◆ YOUR OBJECTIVE ◆
Copy the following lines word for word.
####################
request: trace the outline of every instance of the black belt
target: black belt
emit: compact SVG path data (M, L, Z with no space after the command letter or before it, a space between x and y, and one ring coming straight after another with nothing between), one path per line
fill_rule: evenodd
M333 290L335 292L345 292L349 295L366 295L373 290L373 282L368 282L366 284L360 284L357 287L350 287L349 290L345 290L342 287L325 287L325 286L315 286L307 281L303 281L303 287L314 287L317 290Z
####################
◆ WORKED ANSWER ◆
request: trace the outline of every instance of the black belt
target: black belt
emit: compact SVG path data (M, L, Z with no space after the command letter or before it, a space between x and y, and one ring coming straight after another with nothing between), one path per line
fill_rule: evenodd
M333 290L335 292L345 292L349 295L366 295L373 290L373 282L368 282L366 284L360 284L357 287L350 287L349 290L345 290L342 287L325 287L325 286L315 286L307 281L303 281L303 287L314 287L317 290Z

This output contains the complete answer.